== WORK TASK ==
The whole listing, except its pictures, is to be repeated exactly.

-------

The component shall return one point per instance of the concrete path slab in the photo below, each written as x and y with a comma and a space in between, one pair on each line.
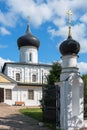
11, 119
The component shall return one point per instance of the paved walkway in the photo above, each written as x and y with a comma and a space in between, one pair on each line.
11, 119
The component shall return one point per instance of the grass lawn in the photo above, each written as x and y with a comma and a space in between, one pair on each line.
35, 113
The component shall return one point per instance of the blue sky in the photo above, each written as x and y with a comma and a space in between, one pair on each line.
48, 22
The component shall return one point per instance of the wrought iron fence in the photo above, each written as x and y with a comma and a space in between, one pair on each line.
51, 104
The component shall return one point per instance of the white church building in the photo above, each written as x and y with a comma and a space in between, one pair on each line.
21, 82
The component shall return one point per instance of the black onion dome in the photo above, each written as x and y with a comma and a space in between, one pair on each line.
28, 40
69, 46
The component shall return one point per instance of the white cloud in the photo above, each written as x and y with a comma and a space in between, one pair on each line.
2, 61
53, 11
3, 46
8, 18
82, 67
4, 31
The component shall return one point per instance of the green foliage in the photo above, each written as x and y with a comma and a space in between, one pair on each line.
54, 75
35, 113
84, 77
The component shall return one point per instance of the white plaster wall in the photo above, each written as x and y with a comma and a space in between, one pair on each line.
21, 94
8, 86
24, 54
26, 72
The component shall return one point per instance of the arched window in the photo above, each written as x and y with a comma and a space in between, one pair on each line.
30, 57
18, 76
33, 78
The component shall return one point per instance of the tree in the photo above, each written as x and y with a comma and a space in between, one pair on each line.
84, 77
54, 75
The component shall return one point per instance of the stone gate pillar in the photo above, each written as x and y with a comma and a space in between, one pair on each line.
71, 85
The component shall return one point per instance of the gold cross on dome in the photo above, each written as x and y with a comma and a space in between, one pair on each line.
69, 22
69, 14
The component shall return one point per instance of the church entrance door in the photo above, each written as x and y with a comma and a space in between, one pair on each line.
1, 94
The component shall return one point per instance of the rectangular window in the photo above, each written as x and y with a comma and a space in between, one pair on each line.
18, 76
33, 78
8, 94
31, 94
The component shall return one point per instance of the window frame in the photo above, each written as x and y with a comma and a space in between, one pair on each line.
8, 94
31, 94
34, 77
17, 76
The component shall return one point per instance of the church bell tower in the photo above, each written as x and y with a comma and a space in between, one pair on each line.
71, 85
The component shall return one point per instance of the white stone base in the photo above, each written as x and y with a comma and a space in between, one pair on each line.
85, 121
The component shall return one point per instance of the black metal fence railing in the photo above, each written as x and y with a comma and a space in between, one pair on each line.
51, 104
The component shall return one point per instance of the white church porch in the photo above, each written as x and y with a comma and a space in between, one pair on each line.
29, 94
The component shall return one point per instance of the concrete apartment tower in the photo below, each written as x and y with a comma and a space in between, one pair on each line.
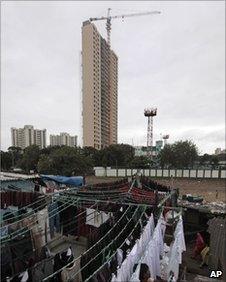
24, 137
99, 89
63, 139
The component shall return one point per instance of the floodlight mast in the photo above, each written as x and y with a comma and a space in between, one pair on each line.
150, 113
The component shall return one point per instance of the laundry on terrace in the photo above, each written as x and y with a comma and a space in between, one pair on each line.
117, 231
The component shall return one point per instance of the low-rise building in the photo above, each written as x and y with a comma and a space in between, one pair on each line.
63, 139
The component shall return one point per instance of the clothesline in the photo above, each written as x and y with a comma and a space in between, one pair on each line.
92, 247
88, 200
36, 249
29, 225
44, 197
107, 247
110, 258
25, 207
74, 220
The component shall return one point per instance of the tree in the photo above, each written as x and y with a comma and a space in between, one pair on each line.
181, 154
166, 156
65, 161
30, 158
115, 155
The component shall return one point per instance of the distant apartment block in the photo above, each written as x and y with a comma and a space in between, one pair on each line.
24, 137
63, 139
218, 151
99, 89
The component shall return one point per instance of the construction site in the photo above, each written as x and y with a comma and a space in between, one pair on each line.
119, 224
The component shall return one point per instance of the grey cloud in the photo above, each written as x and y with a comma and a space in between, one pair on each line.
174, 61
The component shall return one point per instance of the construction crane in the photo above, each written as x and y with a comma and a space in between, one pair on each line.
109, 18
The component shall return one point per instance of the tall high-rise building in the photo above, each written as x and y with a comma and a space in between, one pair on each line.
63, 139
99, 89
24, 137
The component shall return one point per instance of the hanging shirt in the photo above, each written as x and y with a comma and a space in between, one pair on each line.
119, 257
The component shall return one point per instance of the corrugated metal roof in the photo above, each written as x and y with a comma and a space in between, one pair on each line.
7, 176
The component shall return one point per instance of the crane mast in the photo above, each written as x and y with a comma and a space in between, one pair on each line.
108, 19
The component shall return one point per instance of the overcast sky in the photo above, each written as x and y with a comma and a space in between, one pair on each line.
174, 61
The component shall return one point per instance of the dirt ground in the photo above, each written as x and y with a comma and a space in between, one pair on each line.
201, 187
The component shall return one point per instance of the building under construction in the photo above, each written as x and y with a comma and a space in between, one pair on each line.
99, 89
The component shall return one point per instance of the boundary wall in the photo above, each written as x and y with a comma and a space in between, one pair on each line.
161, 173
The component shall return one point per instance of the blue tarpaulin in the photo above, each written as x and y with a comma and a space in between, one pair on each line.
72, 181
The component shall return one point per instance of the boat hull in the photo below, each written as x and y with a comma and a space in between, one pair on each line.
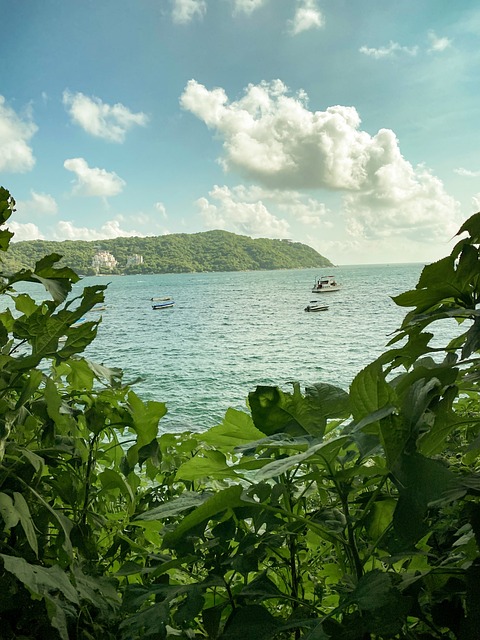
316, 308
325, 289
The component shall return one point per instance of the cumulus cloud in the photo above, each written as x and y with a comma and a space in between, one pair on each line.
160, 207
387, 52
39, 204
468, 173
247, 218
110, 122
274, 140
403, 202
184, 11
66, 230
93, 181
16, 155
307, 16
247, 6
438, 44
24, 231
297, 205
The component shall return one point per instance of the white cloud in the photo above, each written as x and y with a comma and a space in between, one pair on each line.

-------

== PROBLEM SOLUTION ==
The component shall return one point per instance of the concrete path slab in the photo below, each written as x and y with a comma and a space in between, one pair on each line.
11, 119
The component shall return one point per instance of the paved walkway in the photo above, each written as x and y with a comma and a space in between, one pair on each line.
11, 119
The component shall return one point per instance of the grass lawn in the photo above, each written as x and y with a comma and a space in between, one pair on each line.
35, 113
The component shall return one point per instance of the blue sky in the photo above, each written as x and y with a comma and a space in between, one pair on each line.
48, 22
The component shall return one point per instance of the wrought iron fence in the photo above, each written as x and y with a comma and a space in between, one pair on each line.
51, 104
The component shall return one point per instance of the white church building in the photo above, each written as x and y with a comma and a space in between, one pair on each line.
21, 82
The component shall return one point per instance of the black onion dome in the photo above, each written as x and y with a comma and a space in between, one pair on each line.
28, 40
69, 46
The component shall return one point per instance of the white cloud in the photo above, each written as x and y with a comma and a space in between, one pair on each line.
2, 61
53, 11
3, 46
8, 18
82, 67
4, 31
The component shall return one point per instance of the green foliage in the photo above, each written as x and y with a comma and a space in between, one pair on each line.
54, 75
35, 113
84, 77
The component shall return one point per instance of the white plaster wall in the photo above, each written as x and y with a comma and a space in between, one pair on each line.
21, 94
8, 86
24, 54
26, 72
The component shall return one point per instance of the arched window in the photo above, each written as x and y with a comma and a space in between, one pair on each line.
30, 57
18, 76
33, 78
The component shall return one point per instance of the tree in the photo above, each written as x and y with a comma and a space in between, one pair on each line.
84, 77
54, 75
The component shall return one point per instance of the stone gate pillar in the photo above, each written as x and y with a comma and a space in between, one pair on each line.
71, 85
The component shall return one point per instance of the gold cross on dome in the photo above, each written as x and y with a comma and a space in between, one pair on each line.
69, 22
69, 14
The component shall return one point per instance of the church entrance door in the photo above, each written as x and y with a comma and a space in between, one pair on each line.
1, 94
The component shall return one point per instance of the rectangular window in the photo above, each written as x and y with a comma and a space in between, one pair on each line.
18, 76
33, 78
8, 94
31, 94
The component shall return one point per instance of the window frame in the photo above, each written as x and y with a comma and a space in between, one pair on each line.
8, 94
31, 94
34, 77
17, 76
The component shall return one point per instance of the church bell tower in the photo above, each written as x and y with a comma and a space in between, one pair on each line.
71, 85
The component shall return one point per instance of the white stone base in the photo above, each written as x and y with a comma and a space in between, one pair on each line.
85, 121
The component shall return one point per instance of the black metal fence railing in the photo above, each written as x and y with a comma and a space in between, one pair on each line.
51, 104
The component shall return one point per instance of the white church porch in the photo above, each written as x and y with a comma and a space in between, one pair on each line.
29, 94
The component shall return one point per instance of the concrete apartment tower in the photo below, each written as x and y with a comma and a space in between, one pair on each line.
24, 137
99, 89
63, 139
The component shall return one point per instance of the floodlight mast in the photo above, each written as x and y with a comma and a space in between, one pair on each line.
150, 113
The component shall return one point per instance of the laundry on terrace in the photo above, each written as x and y with a comma and a space in between, one pair on each line.
117, 231
The component shall return one point per instance of the low-rise building in the photo above, each written as x and y with a comma and a space in between, one pair on each line.
63, 139
The component shall return one point per instance of the clothesline in the photo above, each written as x and y with a comma and a space in between, one pair on each line.
92, 247
88, 200
36, 249
29, 225
44, 197
107, 247
110, 258
25, 207
74, 220
The component shall return one point per instance of the tree in the photo above, each written as x and y with a comma and a space in between, one pair on each line.
181, 154
166, 156
65, 161
30, 158
115, 155
The component shall return one point per instance of the distant apartment block in the photo above, each written as x and y with a comma and a space in between, one pair on each line.
24, 137
63, 139
218, 151
99, 89
The component shall return one point per instance of the construction site in the photo above, each written as x and y with a comma and a space in between, one pair on each line.
119, 224
The component shall return one point per instance of the grey cloud in the photo above, each written as x and y with a comma and a space in between, one pair on each line.
174, 61
The component shall return one point per instance of the construction crane in the photo above, each written as x and y with a comma and a space in between, one pair on each line.
109, 18
The component shall return one point per instance of the tall high-rise building in the photo above, each written as x and y with a comma and a space in between, one pair on each line.
63, 139
99, 89
24, 137
The component shall return one point per instance of the hanging shirt in the photo above, each written as x and y with a comma and a space in between, one pair on each line.
119, 257
The component shall return one point per instance of the corrugated metal roof in the photo above, each written as x and y with a comma and a space in between, one pair on each line.
7, 176
The component shall return one point per instance of the crane mast in the photo above, each written as x and y with a comma and a space in between, one pair on each line.
108, 19
The component shall return one point per instance of the overcast sky in the photo above, each written as x and y with a comma and a space in between, one pair on each line.
174, 61
The component shall return one point per instance of the dirt ground in the photo above, each written as x and y with a comma and a space in between, one pair on each line.
201, 187
The component shall return one point per instance of the building under construction in the photo above, each written as x and y with a comma and a space in between, one pair on each line.
99, 89
The component shall return one point per instance of the boundary wall in the photo above, each written as x and y with a comma and a space in between, one pair on each line.
161, 173
The component shall return one point per instance of the blue tarpaulin in the photo above, each written as x and y with a comma and a space in between, one pair on each line.
72, 181
The component shall return one point per instance of the boat hull in the photo below, each written as x and y with a comma and a space in between, one pair on each line.
316, 308
325, 289
The component shall return one point per instance of the cumulus cloud in the photo above, each written as x and y with a comma and a space in between, one pair on each line.
160, 207
387, 52
39, 204
468, 173
247, 218
110, 122
274, 140
403, 202
184, 11
66, 230
93, 181
16, 155
307, 16
247, 6
438, 44
24, 231
297, 205
The component shall return one point per instance of the white cloud in the photo above, each written as x and y with a comma and a space in between, one pair on each line.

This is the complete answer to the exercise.